(Data items)
★ ★ ★ ★ ★ ★ ★

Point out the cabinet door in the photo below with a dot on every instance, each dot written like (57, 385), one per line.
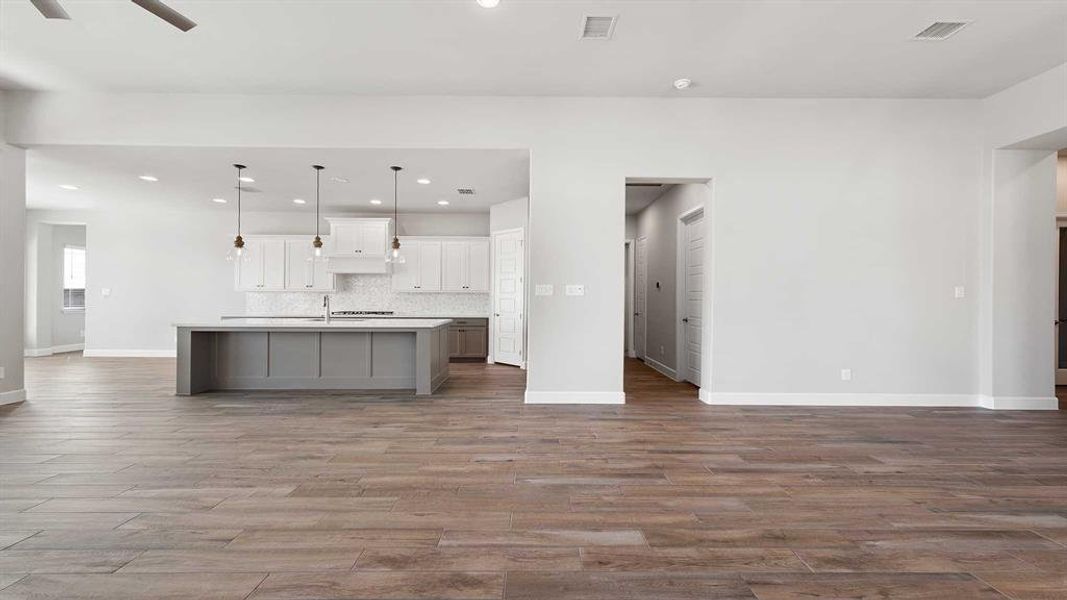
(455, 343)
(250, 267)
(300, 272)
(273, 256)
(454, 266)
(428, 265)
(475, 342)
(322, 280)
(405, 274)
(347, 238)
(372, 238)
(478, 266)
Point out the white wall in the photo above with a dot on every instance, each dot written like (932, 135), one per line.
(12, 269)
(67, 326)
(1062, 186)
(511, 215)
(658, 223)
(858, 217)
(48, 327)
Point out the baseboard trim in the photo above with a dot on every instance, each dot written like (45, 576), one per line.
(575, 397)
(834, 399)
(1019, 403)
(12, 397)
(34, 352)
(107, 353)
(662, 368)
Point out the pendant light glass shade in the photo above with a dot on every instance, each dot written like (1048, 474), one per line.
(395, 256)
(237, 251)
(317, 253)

★ ★ ★ ★ ★ ★ ★

* **Task objective**
Reproduce the lines of the data items verbatim, beginning with the line that contains "Point out the white" and continuing through the last line of the records, both included.

* **Written solution**
Point out the white wall in the photo above with a dot on every instance, each dot written like (932, 135), one per line.
(12, 269)
(67, 326)
(1062, 186)
(511, 215)
(658, 223)
(858, 217)
(48, 327)
Point out the baseboard trim in the photo above with a dot on every instance, each dot written like (45, 576), one per line.
(575, 397)
(834, 399)
(1019, 403)
(12, 397)
(34, 352)
(107, 353)
(662, 368)
Point out the pendant light glass shade in the photo above with a dot on every instance, each dot written like (1048, 474), one per line.
(395, 256)
(237, 251)
(317, 253)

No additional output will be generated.